Text block |
First of all, Sigmund Freud didn’t pay much attention to the mother’s relationship to her own mother in his theorizing. In fact, he didn’t blame the mother much at all. In his famous case of a child with a horse phobia, “Little Hans” – although there was plenty of evidence of Little Hans’ mother’s emotional difficulties and of his parents’ marital conflict at the time (this was revealed rather recently when the Sigmund Freud Archives revealed information gained from interviews of the father and of Little Hans himself as an adult) – Freud attributed most of Little Hans’ problems to Hans’ own inner conflicts generated by his developmental stage and position in the family – his “Oedipal Conflict” (Freud, 1909), (Chused, 2007).

The early child analysts who studied with Sigmund Freud’s daughter, Anna Freud, gave more thought to the influence of parenting. Anna Freud and Dorothy Burlingham created “Hampstead War Nurseries” in which the impact of children’s separation from their mothers was observed and the recommendation was made to keep children with their families whenever possible, even during the bombings (Midgely, 2007). One of the circle of early child analysts around Anna Freud, Berta Bornstein, wrote a classical paper describing her analytic treatment of the little boy she called “Frankie” (Bornstein, 1949). In this paper she hypothesized that Frankie’s mother’s relationship with her own mother – and to her preferred older brother – affected her own difficulty bonding to newborn Frankie and influenced her continuing relationship with her son.

Information |
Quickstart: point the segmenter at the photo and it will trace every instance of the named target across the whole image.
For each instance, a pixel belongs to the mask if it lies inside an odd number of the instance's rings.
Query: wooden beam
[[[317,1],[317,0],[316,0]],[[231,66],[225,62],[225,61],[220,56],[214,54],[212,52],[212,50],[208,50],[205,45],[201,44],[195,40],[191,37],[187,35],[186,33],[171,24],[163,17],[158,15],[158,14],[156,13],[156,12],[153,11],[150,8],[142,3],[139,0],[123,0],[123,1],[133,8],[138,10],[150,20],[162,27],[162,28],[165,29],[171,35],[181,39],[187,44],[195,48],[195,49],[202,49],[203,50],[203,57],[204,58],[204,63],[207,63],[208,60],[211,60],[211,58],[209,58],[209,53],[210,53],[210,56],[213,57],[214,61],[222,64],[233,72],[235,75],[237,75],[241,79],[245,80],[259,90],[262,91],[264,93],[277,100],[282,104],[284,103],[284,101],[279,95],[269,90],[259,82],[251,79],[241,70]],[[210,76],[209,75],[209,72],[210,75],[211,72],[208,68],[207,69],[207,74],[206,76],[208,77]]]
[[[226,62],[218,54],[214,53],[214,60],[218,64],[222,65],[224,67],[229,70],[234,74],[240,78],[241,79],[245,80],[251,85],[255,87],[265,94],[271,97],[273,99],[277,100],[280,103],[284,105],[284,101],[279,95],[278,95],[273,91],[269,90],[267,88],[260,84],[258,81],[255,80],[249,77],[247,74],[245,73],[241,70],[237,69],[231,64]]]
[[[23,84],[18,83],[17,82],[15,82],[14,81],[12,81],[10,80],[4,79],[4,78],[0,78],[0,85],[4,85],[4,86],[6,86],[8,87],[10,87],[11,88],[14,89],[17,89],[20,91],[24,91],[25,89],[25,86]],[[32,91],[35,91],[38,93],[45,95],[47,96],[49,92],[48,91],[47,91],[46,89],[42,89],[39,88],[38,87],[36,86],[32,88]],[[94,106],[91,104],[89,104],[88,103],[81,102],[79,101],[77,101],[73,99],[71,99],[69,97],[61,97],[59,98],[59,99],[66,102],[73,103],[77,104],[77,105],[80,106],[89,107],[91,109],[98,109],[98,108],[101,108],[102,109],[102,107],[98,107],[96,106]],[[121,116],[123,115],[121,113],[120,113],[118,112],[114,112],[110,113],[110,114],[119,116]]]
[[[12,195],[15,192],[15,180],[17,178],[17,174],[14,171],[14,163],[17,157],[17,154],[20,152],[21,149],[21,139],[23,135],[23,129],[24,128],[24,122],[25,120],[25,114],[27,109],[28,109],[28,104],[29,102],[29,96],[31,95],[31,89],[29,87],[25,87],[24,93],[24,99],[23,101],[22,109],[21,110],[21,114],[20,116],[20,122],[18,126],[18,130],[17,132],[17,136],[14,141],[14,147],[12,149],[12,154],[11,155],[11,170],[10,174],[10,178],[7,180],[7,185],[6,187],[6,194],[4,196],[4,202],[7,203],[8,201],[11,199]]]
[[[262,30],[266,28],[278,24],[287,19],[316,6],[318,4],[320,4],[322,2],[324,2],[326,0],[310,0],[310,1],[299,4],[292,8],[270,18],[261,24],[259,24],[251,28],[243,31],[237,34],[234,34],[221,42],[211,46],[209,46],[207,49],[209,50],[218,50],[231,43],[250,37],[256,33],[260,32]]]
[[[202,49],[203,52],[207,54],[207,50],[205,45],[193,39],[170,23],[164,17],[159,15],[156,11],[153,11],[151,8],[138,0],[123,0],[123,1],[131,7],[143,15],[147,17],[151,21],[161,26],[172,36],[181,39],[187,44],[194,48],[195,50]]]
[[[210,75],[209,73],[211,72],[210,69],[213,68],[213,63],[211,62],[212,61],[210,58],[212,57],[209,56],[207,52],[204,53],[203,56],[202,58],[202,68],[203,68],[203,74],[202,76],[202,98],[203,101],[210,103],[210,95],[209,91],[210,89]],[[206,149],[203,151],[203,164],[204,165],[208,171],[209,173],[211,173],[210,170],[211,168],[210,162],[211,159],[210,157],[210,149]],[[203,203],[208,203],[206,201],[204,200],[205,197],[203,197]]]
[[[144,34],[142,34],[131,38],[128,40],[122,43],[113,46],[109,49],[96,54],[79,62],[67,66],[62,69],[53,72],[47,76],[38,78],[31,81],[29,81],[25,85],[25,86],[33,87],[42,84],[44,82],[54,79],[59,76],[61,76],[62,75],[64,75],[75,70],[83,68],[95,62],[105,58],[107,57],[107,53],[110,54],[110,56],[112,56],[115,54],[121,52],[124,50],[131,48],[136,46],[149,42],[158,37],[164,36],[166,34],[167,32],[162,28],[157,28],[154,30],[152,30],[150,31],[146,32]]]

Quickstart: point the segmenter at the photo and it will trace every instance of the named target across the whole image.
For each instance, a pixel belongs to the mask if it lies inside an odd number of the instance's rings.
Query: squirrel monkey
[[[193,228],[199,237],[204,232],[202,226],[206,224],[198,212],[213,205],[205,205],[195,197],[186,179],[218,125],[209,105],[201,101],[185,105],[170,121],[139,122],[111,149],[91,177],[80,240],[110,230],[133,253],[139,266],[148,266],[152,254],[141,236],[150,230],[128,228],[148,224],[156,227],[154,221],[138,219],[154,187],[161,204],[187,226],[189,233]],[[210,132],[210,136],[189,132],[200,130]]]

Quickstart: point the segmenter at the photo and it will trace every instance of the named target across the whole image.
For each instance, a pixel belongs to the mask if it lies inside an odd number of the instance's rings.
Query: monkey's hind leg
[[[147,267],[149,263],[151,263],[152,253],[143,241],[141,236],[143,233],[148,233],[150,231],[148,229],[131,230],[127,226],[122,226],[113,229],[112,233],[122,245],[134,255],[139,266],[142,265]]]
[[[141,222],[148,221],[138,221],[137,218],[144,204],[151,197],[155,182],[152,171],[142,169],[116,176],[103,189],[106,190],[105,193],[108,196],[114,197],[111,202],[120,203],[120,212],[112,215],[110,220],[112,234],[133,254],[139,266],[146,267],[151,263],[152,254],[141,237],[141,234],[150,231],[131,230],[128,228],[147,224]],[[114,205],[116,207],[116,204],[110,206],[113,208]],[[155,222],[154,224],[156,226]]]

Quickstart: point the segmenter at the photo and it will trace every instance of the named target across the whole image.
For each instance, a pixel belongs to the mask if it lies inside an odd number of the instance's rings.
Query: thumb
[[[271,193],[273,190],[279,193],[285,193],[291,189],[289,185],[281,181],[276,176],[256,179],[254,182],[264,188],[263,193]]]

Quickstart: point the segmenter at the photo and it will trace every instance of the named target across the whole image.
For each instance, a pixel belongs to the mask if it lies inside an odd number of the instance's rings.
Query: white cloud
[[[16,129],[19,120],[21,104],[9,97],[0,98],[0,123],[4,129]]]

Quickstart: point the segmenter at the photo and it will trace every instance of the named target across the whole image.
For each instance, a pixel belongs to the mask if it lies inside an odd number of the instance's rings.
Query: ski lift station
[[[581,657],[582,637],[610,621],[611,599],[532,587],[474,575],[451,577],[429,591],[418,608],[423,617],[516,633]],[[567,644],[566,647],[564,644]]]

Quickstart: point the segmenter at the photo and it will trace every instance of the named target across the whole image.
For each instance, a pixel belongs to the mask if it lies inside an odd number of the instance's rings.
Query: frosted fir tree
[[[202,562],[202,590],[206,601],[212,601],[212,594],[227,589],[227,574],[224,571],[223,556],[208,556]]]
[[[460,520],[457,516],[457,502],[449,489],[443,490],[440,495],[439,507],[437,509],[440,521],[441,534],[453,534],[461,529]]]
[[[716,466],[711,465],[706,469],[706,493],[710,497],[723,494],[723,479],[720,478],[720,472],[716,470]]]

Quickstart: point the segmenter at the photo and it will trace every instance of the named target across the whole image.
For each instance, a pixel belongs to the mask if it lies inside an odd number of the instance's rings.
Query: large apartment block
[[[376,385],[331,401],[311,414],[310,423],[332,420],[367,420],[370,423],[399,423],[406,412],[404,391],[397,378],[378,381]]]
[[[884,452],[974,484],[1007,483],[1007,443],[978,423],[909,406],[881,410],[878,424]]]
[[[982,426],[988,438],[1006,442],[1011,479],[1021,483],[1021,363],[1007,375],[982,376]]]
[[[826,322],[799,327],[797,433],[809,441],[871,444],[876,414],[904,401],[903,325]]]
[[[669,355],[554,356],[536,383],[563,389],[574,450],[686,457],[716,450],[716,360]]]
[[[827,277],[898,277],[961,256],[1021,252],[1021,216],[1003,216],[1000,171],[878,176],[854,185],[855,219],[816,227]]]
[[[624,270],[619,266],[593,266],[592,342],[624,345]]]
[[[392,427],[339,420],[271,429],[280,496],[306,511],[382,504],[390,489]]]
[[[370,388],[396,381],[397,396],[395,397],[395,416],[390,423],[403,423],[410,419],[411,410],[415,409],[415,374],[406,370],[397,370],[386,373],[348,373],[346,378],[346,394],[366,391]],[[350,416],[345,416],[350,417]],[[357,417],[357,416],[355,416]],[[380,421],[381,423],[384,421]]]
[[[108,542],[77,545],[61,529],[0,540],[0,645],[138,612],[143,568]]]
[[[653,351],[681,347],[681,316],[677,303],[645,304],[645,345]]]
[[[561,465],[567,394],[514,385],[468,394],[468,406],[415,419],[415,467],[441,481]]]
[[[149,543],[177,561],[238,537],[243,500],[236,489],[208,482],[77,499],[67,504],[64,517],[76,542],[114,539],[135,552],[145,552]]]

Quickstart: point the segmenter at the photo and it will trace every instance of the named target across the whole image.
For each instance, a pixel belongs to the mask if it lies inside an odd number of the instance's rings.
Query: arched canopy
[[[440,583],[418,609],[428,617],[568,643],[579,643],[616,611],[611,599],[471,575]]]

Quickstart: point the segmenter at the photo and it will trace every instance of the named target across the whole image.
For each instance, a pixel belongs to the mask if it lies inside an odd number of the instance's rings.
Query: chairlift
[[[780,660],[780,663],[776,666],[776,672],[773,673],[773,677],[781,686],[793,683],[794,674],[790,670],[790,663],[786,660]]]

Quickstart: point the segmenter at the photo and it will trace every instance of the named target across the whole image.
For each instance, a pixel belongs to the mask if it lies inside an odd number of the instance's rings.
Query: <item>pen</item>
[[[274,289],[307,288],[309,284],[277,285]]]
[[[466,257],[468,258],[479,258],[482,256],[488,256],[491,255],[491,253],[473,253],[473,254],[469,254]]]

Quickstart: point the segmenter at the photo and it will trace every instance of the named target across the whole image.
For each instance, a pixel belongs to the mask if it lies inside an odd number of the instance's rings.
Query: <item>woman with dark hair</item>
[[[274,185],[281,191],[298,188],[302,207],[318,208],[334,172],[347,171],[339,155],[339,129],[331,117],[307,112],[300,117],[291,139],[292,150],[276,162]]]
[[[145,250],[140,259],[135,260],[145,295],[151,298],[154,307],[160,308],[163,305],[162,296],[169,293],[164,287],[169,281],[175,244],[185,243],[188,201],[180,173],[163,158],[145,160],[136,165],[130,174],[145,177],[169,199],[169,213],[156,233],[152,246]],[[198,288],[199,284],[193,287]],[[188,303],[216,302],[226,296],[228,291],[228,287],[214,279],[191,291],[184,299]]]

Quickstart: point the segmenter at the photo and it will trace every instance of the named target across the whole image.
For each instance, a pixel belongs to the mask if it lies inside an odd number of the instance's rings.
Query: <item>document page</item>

Explore the material |
1. Please copy the text on early child analysis word for word, starting at "First of all, Sigmund" and ending at "1909), (Chused, 2007).".
2. According to the text on early child analysis, who created the Hampstead War Nurseries together with Anna Freud?
3. Rewrite the paragraph of the text on early child analysis that begins "The early child analysts who studied" in shorter form, keeping its main facts.

Responses per task |
1.
First of all, Sigmund Freud didn’t pay much attention to the mother’s relationship to her own mother in his theorizing. In fact, he didn’t blame the mother much at all. In his famous case of a child with a horse phobia, “Little Hans” – although there was plenty of evidence of Little Hans’ mother’s emotional difficulties and of his parents’ marital conflict at the time (this was revealed rather recently when the Sigmund Freud Archives revealed information gained from interviews of the father and of Little Hans himself as an adult) – Freud attributed most of Little Hans’ problems to Hans’ own inner conflicts generated by his developmental stage and position in the family – his “Oedipal Conflict” (Freud, 1909), (Chused, 2007).

2. Dorothy Burlingham.

3. Early child analysts who studied with Anna Freud paid more attention to the influence of parenting. Anna Freud and Dorothy Burlingham created the Hampstead War Nurseries. There they observed the impact of separating children from their mothers and recommended keeping children with their families whenever possible, even during the bombings. Berta Bornstein, from the same circle, wrote a classical paper on her analytic treatment of a boy she called "Frankie." In it she hypothesized that his mother's relationship with her own mother and her preferred older brother affected her difficulty bonding with newborn Frankie and influenced her continuing relationship with him.